• Exercise task
Repeat the following material line for line, without changing any character.

* * * * *

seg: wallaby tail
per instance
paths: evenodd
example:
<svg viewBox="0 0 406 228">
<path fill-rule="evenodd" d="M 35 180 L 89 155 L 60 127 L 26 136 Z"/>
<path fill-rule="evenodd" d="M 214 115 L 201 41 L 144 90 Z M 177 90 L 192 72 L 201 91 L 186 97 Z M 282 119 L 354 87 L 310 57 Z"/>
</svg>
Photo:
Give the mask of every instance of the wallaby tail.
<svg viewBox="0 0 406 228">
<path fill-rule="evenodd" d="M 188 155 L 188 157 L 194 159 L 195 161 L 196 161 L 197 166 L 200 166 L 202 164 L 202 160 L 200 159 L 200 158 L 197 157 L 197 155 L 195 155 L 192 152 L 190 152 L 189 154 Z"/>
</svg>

* * * * *

• Answer to this problem
seg: wallaby tail
per instance
paths: evenodd
example:
<svg viewBox="0 0 406 228">
<path fill-rule="evenodd" d="M 35 180 L 89 155 L 60 127 L 26 136 Z"/>
<path fill-rule="evenodd" d="M 214 115 L 201 41 L 144 90 Z M 177 90 L 192 72 L 201 91 L 186 97 Z M 282 119 L 354 87 L 310 57 Z"/>
</svg>
Photo:
Give the mask of every instance of the wallaby tail.
<svg viewBox="0 0 406 228">
<path fill-rule="evenodd" d="M 188 155 L 188 157 L 194 159 L 195 161 L 196 161 L 197 166 L 200 166 L 202 164 L 202 160 L 200 159 L 200 158 L 197 157 L 197 155 L 195 155 L 192 152 L 190 152 L 189 154 Z"/>
</svg>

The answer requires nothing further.